- [ATTIVITÀ DA SVOLGERE]:
1. Estrai dal testo sul Kotzker rebbe il passo che inizia con "Il famoso maestro" e termina con "che come sostantivo.".
2. Riassumi in forma più breve il paragrafo del testo sul Kotzker rebbe che comincia con "I mistici nel corso del tempo", mantenendone i fatti principali.
3. Prosegui il testo sul Kotzker rebbe dopo la sua ultima frase.

━━━━━ TESTO DELLA PAGINA ━━━━━

Il famoso maestro chassidico il Kotzker rebbe, ovvero Menahem Mendel (XIX secolo), che visse i suoi ultimi vent'anni in isolamento volontario, chiese un giorno ad uno dei suoi studenti: "Dove dimora Dio?" Mentre lo studente inciampava nel suo tentativo di rispondere, il Kotzker rebbe rispose alla sua stessa domanda: "Dio risiede ovunque lo lasciamo entrare!"
I mistici nel corso del tempo, in tutte le tradizioni, hanno TUTTI detto la stessa cosa. Non dobbiamo cercare Dio perché la presenza del Divino permea tutte le cose. Se c'è una ricerca in corso, è solo quella di Dio che cerca sé stesso, se così vogliamo esprimerci semplificando in modo estremo. Per questi motivi, il massimo che possiamo avvicinarci a pensare a Dio è come un PROCESSO piuttosto che come un SOGGETTO. Possiamo pensarlo come "essere", ma essere inteso come verbo piuttosto che come sostantivo.

━━━━━ ELENCO DEI DATI ━━━━━

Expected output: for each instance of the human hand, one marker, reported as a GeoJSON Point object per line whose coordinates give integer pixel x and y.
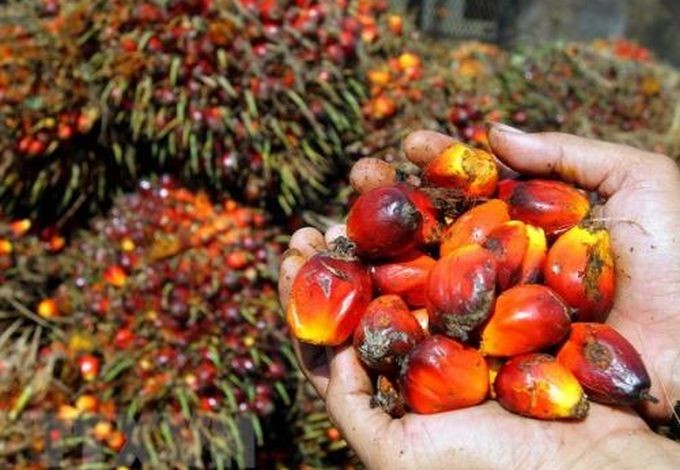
{"type": "Point", "coordinates": [643, 216]}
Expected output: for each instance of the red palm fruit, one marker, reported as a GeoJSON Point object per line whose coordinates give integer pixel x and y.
{"type": "Point", "coordinates": [441, 374]}
{"type": "Point", "coordinates": [580, 267]}
{"type": "Point", "coordinates": [509, 243]}
{"type": "Point", "coordinates": [329, 295]}
{"type": "Point", "coordinates": [386, 333]}
{"type": "Point", "coordinates": [606, 364]}
{"type": "Point", "coordinates": [534, 258]}
{"type": "Point", "coordinates": [423, 319]}
{"type": "Point", "coordinates": [526, 318]}
{"type": "Point", "coordinates": [553, 206]}
{"type": "Point", "coordinates": [474, 226]}
{"type": "Point", "coordinates": [406, 278]}
{"type": "Point", "coordinates": [537, 386]}
{"type": "Point", "coordinates": [88, 365]}
{"type": "Point", "coordinates": [388, 398]}
{"type": "Point", "coordinates": [460, 291]}
{"type": "Point", "coordinates": [383, 223]}
{"type": "Point", "coordinates": [431, 228]}
{"type": "Point", "coordinates": [472, 171]}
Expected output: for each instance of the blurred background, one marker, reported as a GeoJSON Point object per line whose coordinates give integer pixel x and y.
{"type": "Point", "coordinates": [155, 155]}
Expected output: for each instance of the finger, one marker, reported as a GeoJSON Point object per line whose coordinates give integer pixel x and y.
{"type": "Point", "coordinates": [371, 173]}
{"type": "Point", "coordinates": [594, 165]}
{"type": "Point", "coordinates": [348, 403]}
{"type": "Point", "coordinates": [423, 146]}
{"type": "Point", "coordinates": [335, 232]}
{"type": "Point", "coordinates": [291, 263]}
{"type": "Point", "coordinates": [308, 240]}
{"type": "Point", "coordinates": [313, 361]}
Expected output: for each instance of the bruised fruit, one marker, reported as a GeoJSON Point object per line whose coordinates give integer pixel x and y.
{"type": "Point", "coordinates": [537, 386]}
{"type": "Point", "coordinates": [431, 228]}
{"type": "Point", "coordinates": [383, 223]}
{"type": "Point", "coordinates": [580, 267]}
{"type": "Point", "coordinates": [441, 374]}
{"type": "Point", "coordinates": [388, 398]}
{"type": "Point", "coordinates": [474, 226]}
{"type": "Point", "coordinates": [606, 364]}
{"type": "Point", "coordinates": [471, 171]}
{"type": "Point", "coordinates": [526, 318]}
{"type": "Point", "coordinates": [552, 205]}
{"type": "Point", "coordinates": [328, 297]}
{"type": "Point", "coordinates": [386, 333]}
{"type": "Point", "coordinates": [509, 243]}
{"type": "Point", "coordinates": [406, 278]}
{"type": "Point", "coordinates": [460, 291]}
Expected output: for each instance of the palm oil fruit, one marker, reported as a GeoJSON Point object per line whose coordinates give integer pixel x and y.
{"type": "Point", "coordinates": [526, 318]}
{"type": "Point", "coordinates": [329, 295]}
{"type": "Point", "coordinates": [460, 291]}
{"type": "Point", "coordinates": [431, 227]}
{"type": "Point", "coordinates": [537, 386]}
{"type": "Point", "coordinates": [471, 171]}
{"type": "Point", "coordinates": [386, 333]}
{"type": "Point", "coordinates": [551, 205]}
{"type": "Point", "coordinates": [474, 226]}
{"type": "Point", "coordinates": [606, 364]}
{"type": "Point", "coordinates": [383, 223]}
{"type": "Point", "coordinates": [580, 267]}
{"type": "Point", "coordinates": [406, 278]}
{"type": "Point", "coordinates": [441, 374]}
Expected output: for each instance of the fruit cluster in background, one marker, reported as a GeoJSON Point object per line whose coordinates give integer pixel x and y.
{"type": "Point", "coordinates": [97, 96]}
{"type": "Point", "coordinates": [504, 299]}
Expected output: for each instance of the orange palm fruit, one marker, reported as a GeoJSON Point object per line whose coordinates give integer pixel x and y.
{"type": "Point", "coordinates": [537, 386]}
{"type": "Point", "coordinates": [388, 398]}
{"type": "Point", "coordinates": [551, 205]}
{"type": "Point", "coordinates": [329, 295]}
{"type": "Point", "coordinates": [423, 319]}
{"type": "Point", "coordinates": [115, 275]}
{"type": "Point", "coordinates": [431, 228]}
{"type": "Point", "coordinates": [526, 318]}
{"type": "Point", "coordinates": [606, 364]}
{"type": "Point", "coordinates": [509, 243]}
{"type": "Point", "coordinates": [441, 374]}
{"type": "Point", "coordinates": [460, 291]}
{"type": "Point", "coordinates": [474, 226]}
{"type": "Point", "coordinates": [48, 308]}
{"type": "Point", "coordinates": [472, 171]}
{"type": "Point", "coordinates": [386, 333]}
{"type": "Point", "coordinates": [534, 258]}
{"type": "Point", "coordinates": [383, 223]}
{"type": "Point", "coordinates": [406, 277]}
{"type": "Point", "coordinates": [580, 268]}
{"type": "Point", "coordinates": [520, 250]}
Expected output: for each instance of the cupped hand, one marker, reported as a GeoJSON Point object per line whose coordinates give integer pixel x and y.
{"type": "Point", "coordinates": [642, 213]}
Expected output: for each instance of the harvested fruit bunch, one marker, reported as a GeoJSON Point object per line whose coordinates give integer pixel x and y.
{"type": "Point", "coordinates": [169, 323]}
{"type": "Point", "coordinates": [458, 287]}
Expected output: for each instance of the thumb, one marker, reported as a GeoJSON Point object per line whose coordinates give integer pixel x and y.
{"type": "Point", "coordinates": [348, 402]}
{"type": "Point", "coordinates": [594, 165]}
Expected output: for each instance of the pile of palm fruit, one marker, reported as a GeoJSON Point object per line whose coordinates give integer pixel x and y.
{"type": "Point", "coordinates": [138, 312]}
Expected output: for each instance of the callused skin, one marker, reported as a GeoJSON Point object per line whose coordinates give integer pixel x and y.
{"type": "Point", "coordinates": [606, 364]}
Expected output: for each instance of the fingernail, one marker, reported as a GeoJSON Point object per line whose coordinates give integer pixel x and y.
{"type": "Point", "coordinates": [500, 127]}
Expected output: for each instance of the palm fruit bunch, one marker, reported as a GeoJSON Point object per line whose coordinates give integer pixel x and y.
{"type": "Point", "coordinates": [48, 116]}
{"type": "Point", "coordinates": [456, 287]}
{"type": "Point", "coordinates": [590, 91]}
{"type": "Point", "coordinates": [171, 346]}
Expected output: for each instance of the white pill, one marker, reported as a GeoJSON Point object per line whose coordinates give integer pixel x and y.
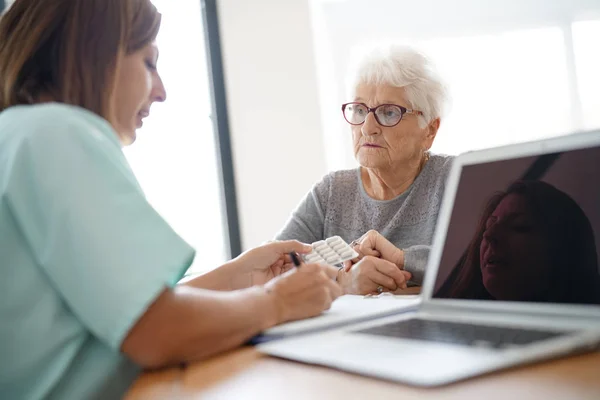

━━━━━

- [RISULTATI ATTESI]:
1.
Il famoso maestro chassidico il Kotzker rebbe, ovvero Menahem Mendel (XIX secolo), che visse i suoi ultimi vent'anni in isolamento volontario, chiese un giorno ad uno dei suoi studenti: "Dove dimora Dio?" Mentre lo studente inciampava nel suo tentativo di rispondere, il Kotzker rebbe rispose alla sua stessa domanda: "Dio risiede ovunque lo lasciamo entrare!"
I mistici nel corso del tempo, in tutte le tradizioni, hanno TUTTI detto la stessa cosa. Non dobbiamo cercare Dio perché la presenza del Divino permea tutte le cose. Se c'è una ricerca in corso, è solo quella di Dio che cerca sé stesso, se così vogliamo esprimerci semplificando in modo estremo. Per questi motivi, il massimo che possiamo avvicinarci a pensare a Dio è come un PROCESSO piuttosto che come un SOGGETTO. Possiamo pensarlo come "essere", ma essere inteso come verbo piuttosto che come sostantivo.

2. Secondo i mistici di ogni tradizione, non occorre cercare Dio, perché la presenza del Divino permea tutte le cose. L'unica ricerca, semplificando molto, è quella di Dio che cerca sé stesso. Per questo Dio si può pensare come un processo anziché come un soggetto, cioè come "essere" inteso come verbo e non come sostantivo.

3.
Forse ci aiuterebbe a capirlo meglio se rinominassimo Dio. Potremmo chiamarlo (NdT* così nella versione inglese originale) God-ing, cioè come un processo, piuttosto che Dio, che suggerisce un sostantivo.
In italiano personalmente propongo provvisoriamente “Esse-ndo” nel senso di “Di-ando” (God-ing), in attesa che qualcuno trovi una soluzione migliore. Questa idea è stata sviluppata dal rabbino Zalman Schachter-Shalomi, che ci ha spiegato che il tipo di verbo che rappresenta “God-ing / Essendo” è diverso da quelli che abbiamo nel nostro linguaggio ordinario. La maggior parte dei nostri verbi sono considerati transitivi, che cioè richiedono un oggetto diretto, oppure intransitivi, quelli che non lo richiedono. Suggerisce che “Esse-ndo” è un verbo MUTUAMENTE INTERATTIVO, che implica UN'INTERDIPENDENZA FRA DUE SOGGETTI, ciascuno essendo l'oggetto per l'altro.
Come scintille divine umane incarnate noi siamo da sempre dentro all’evento in corso, eternamente descritto dal verbo “Esse-ndo”, ed in questo verbo vorticano vertiginosamente inter-allacciati il soggetto Divino che è oggetto per l’Uomo e l’Uomo che è l’oggetto del soggetto Divino.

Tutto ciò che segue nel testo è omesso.